Please return each line of the records below that contains the word "mountain", matching case exactly.
__________________________________________________
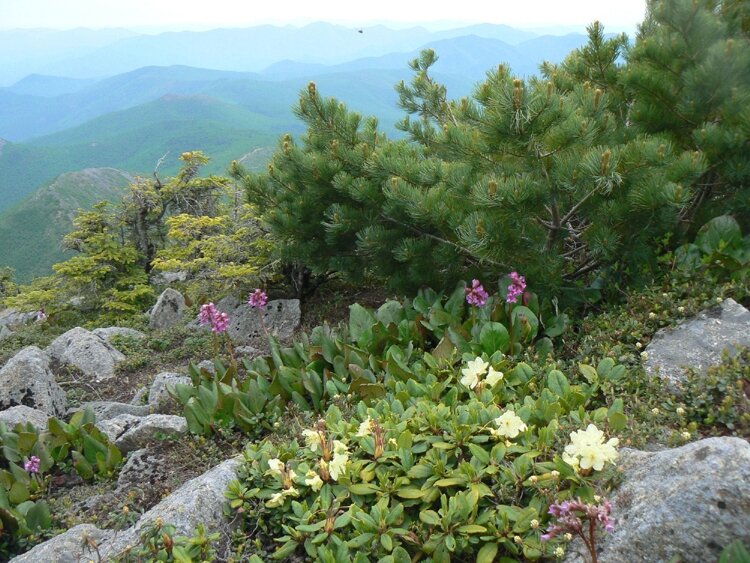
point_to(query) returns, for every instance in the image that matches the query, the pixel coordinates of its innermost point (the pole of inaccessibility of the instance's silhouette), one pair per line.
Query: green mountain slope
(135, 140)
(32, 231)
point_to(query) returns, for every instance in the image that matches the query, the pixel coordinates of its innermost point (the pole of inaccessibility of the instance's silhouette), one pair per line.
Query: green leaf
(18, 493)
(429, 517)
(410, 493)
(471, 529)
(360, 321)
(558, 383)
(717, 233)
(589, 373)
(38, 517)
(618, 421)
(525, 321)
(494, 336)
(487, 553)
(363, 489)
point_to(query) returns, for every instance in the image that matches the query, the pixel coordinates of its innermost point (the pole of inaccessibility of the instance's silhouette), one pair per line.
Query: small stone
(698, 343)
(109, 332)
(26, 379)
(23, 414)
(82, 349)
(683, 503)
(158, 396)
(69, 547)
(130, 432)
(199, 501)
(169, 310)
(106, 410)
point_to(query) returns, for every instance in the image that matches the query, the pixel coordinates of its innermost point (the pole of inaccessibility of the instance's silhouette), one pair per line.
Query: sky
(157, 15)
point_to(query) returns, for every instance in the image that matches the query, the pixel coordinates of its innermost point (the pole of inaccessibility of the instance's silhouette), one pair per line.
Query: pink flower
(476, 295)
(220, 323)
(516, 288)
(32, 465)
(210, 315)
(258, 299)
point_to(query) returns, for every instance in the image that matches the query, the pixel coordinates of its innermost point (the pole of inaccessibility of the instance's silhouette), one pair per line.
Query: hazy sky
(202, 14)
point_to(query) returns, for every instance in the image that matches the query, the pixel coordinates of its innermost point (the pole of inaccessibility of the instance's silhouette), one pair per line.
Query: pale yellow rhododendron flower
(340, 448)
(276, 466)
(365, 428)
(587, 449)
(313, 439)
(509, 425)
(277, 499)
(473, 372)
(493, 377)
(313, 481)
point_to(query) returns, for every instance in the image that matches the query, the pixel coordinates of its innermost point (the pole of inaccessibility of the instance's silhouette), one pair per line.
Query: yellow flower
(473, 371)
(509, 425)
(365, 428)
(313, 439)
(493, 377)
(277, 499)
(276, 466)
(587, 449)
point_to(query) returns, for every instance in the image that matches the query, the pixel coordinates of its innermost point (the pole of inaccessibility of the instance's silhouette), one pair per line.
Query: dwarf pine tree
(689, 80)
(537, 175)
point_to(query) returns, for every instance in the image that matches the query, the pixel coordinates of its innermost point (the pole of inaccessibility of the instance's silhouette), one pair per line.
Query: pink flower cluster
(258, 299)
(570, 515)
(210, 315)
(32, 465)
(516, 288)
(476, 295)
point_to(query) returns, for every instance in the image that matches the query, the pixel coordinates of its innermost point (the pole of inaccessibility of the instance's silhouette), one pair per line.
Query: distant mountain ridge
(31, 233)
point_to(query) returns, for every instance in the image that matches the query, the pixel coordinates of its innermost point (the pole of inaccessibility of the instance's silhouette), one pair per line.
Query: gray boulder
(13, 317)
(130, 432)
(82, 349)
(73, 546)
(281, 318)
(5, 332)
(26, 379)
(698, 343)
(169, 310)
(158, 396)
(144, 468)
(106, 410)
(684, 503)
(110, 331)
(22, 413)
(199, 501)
__________________________________________________
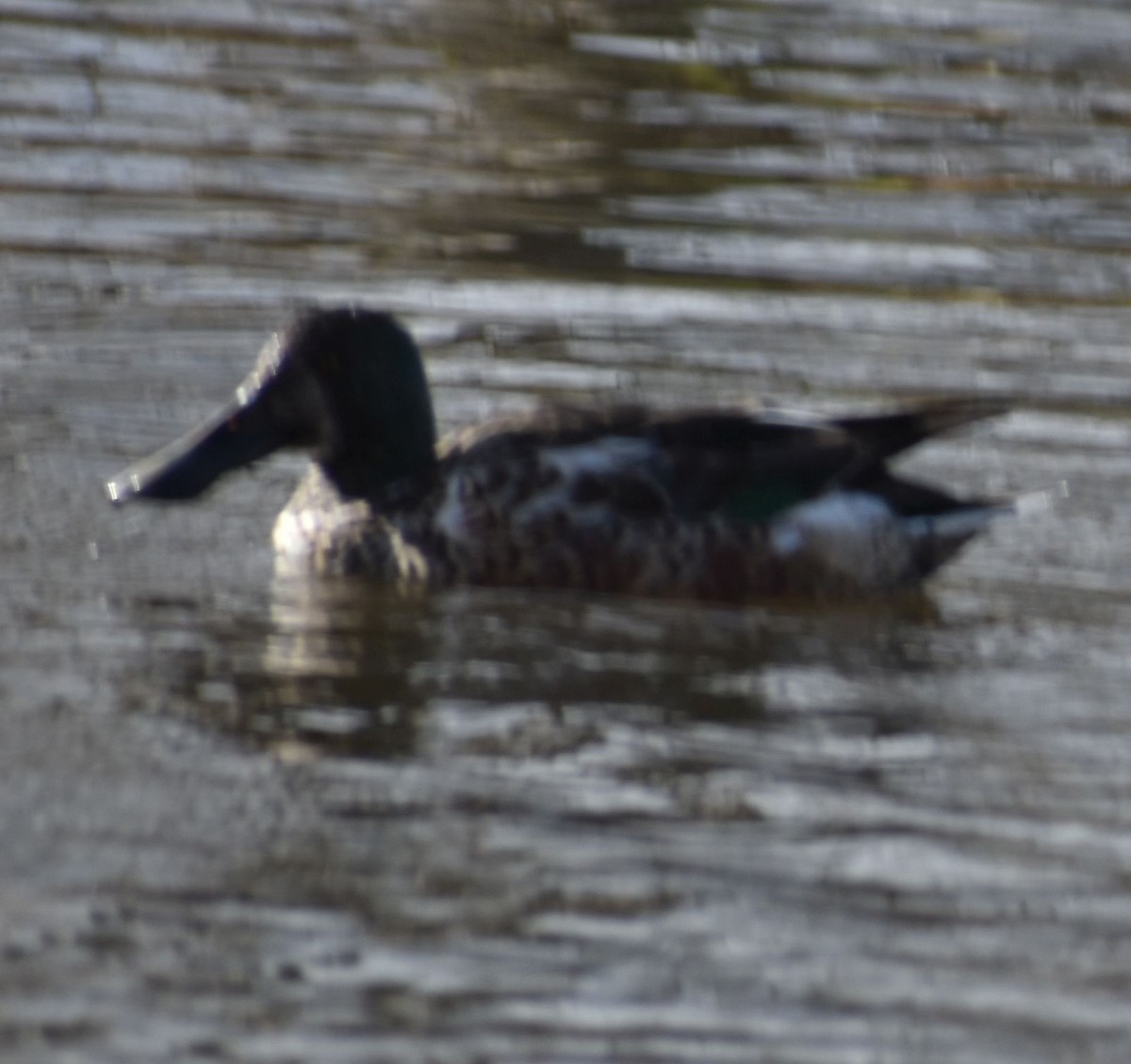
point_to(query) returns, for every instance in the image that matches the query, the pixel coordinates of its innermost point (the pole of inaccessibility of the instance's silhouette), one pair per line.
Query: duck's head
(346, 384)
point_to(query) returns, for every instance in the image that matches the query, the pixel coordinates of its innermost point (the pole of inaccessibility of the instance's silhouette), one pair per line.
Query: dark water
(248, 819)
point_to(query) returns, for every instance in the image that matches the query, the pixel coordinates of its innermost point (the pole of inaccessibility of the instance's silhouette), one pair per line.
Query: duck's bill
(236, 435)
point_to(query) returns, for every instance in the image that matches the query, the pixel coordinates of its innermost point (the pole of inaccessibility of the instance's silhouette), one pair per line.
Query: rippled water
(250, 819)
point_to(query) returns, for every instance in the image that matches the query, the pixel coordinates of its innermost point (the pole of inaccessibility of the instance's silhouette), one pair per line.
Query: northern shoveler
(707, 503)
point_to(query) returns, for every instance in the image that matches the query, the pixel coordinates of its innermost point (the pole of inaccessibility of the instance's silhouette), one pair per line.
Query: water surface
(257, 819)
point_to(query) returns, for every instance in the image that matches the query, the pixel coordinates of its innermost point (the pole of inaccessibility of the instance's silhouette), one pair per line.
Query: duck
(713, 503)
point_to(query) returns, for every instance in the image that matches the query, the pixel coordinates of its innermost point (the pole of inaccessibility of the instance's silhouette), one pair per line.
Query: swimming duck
__________________________________________________
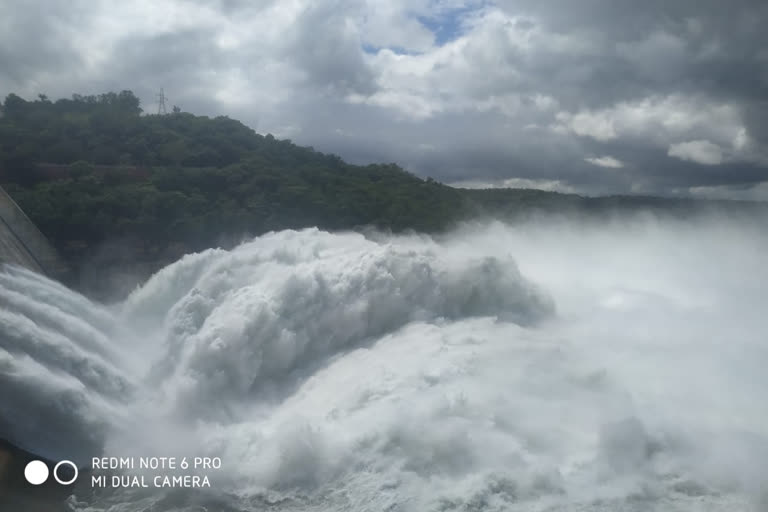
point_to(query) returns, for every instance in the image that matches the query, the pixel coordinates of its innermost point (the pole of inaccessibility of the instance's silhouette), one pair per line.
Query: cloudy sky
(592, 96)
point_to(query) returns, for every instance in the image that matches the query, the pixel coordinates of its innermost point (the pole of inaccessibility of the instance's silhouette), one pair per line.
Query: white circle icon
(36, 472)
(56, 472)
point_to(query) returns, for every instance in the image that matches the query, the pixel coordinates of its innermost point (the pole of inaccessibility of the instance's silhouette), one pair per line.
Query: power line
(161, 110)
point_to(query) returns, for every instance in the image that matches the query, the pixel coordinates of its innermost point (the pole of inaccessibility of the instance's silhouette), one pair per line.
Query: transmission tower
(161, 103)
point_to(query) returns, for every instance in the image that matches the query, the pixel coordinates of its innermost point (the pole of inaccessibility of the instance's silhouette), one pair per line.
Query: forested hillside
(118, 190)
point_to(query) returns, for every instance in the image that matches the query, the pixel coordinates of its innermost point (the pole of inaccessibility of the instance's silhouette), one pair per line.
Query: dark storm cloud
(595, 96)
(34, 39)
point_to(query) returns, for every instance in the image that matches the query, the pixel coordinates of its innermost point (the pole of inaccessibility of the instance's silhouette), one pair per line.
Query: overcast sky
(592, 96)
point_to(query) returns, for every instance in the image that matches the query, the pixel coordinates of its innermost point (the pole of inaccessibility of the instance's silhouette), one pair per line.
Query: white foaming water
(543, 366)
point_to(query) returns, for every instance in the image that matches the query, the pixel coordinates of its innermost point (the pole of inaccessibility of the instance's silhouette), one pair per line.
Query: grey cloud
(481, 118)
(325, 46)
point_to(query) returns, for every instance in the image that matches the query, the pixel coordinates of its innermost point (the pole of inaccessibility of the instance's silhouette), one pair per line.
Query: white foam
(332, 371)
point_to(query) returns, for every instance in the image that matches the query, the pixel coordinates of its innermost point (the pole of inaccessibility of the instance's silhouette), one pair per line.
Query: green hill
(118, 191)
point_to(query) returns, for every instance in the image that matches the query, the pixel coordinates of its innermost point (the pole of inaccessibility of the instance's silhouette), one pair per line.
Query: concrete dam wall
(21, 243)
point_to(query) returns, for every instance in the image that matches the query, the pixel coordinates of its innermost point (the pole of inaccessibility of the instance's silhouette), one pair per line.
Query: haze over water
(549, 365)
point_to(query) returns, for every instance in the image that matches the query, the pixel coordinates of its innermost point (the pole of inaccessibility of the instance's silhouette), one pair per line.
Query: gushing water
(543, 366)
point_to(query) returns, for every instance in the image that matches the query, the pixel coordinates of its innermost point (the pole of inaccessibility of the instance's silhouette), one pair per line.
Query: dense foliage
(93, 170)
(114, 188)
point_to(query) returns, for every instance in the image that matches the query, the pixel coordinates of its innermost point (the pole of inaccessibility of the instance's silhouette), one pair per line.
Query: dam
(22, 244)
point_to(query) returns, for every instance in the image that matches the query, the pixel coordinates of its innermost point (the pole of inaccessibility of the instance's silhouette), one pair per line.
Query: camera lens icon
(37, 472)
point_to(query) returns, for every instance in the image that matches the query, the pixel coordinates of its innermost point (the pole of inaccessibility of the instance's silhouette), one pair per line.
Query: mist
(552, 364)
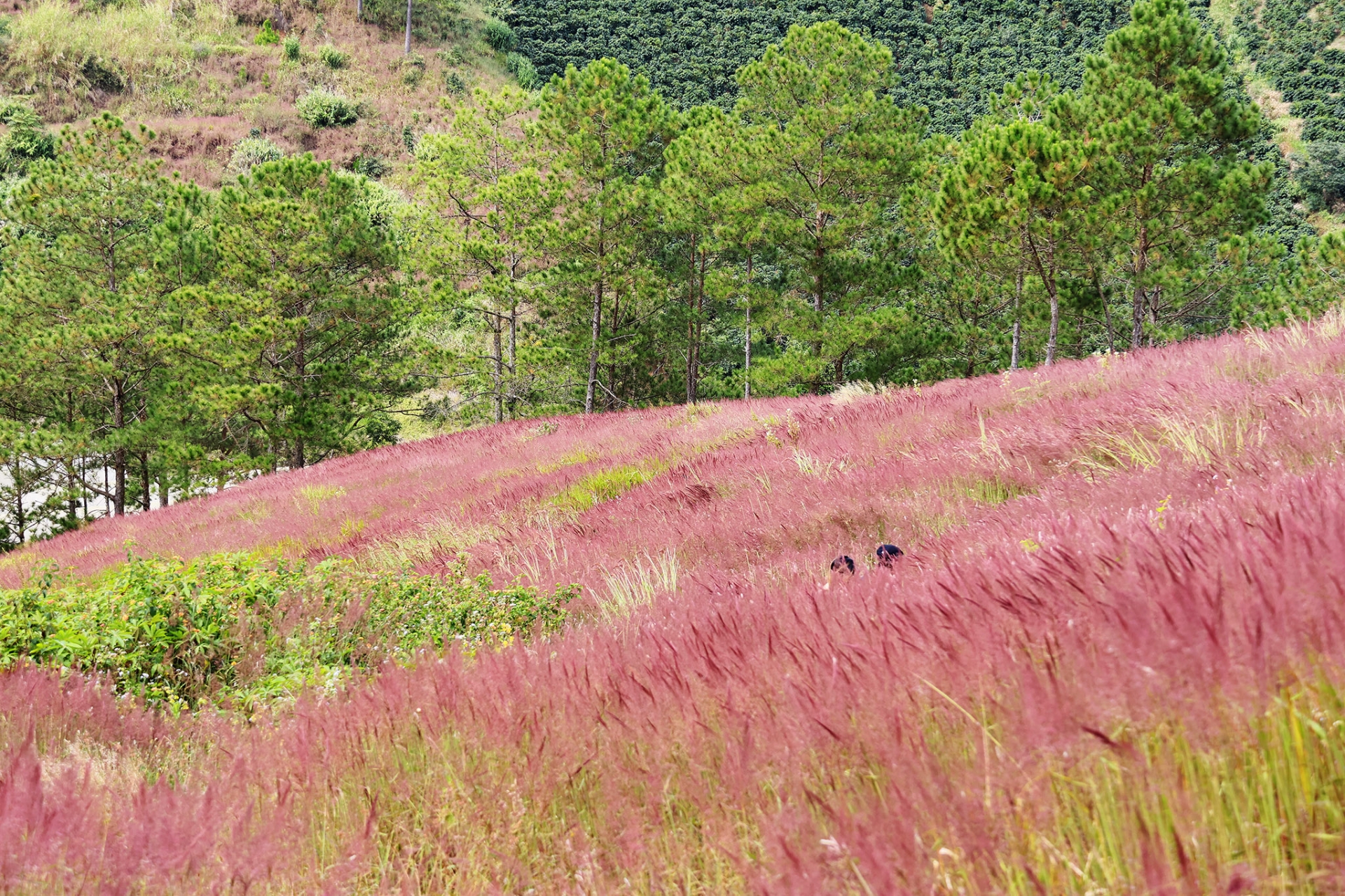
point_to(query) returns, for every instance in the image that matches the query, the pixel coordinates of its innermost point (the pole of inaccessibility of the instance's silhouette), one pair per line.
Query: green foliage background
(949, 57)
__________________________________________________
__Output for this exercise__:
Query: green mountain slope
Query: distant mountain ridge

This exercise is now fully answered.